- _SHORT PROBLEM_
Edit the part of the items that opens with the line containing "Confirm that each instance of the hat" and closes with the line containing "pixel 277 146" by changing "hat band" to "hatband" and leaving everything else unchanged. Give only those lines.
________
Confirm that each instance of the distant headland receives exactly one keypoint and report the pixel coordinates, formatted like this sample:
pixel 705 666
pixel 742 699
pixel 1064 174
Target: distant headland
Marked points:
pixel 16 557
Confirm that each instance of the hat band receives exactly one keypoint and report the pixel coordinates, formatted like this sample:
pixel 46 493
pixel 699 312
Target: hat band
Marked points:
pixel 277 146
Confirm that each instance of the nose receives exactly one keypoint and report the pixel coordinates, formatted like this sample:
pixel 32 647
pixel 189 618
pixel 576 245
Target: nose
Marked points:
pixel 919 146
________
- _FINISHED ANSWER_
Confirm that each instance of the hatband receives exactly one keypoint and report the pixel coordinates, formatted like this sample:
pixel 46 493
pixel 699 312
Target: hatband
Marked points:
pixel 277 146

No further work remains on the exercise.